→ TASK TO COMPLETE: Return each of the following records unchanged, line for line.

>> Start EXERCISE INPUTS

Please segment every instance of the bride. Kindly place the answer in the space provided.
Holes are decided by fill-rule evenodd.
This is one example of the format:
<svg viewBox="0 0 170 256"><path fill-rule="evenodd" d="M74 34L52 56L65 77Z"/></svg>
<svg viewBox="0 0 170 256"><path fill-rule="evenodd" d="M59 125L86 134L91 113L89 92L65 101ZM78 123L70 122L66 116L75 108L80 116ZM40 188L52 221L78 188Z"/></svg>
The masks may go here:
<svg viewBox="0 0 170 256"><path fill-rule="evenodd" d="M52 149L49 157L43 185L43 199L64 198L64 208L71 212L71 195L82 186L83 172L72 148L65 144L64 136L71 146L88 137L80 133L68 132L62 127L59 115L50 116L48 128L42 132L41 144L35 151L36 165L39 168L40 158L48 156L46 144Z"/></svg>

>> End EXERCISE INPUTS

→ ANSWER FOR THE TASK:
Please segment every instance of the bride. Kindly place the answer in the space provided.
Holes are decided by fill-rule evenodd.
This is one example of the format:
<svg viewBox="0 0 170 256"><path fill-rule="evenodd" d="M74 34L52 56L65 77Z"/></svg>
<svg viewBox="0 0 170 256"><path fill-rule="evenodd" d="M59 125L86 134L91 113L89 92L65 101ZM78 123L70 122L66 116L75 108L80 116ZM40 188L52 221L78 188Z"/></svg>
The masks may go here:
<svg viewBox="0 0 170 256"><path fill-rule="evenodd" d="M52 149L49 157L43 185L43 199L64 198L64 208L71 212L71 195L82 186L83 172L72 148L65 144L64 136L71 146L88 137L80 133L68 132L62 127L59 115L50 116L48 128L42 132L41 144L35 151L36 165L39 168L40 158L48 156L46 144Z"/></svg>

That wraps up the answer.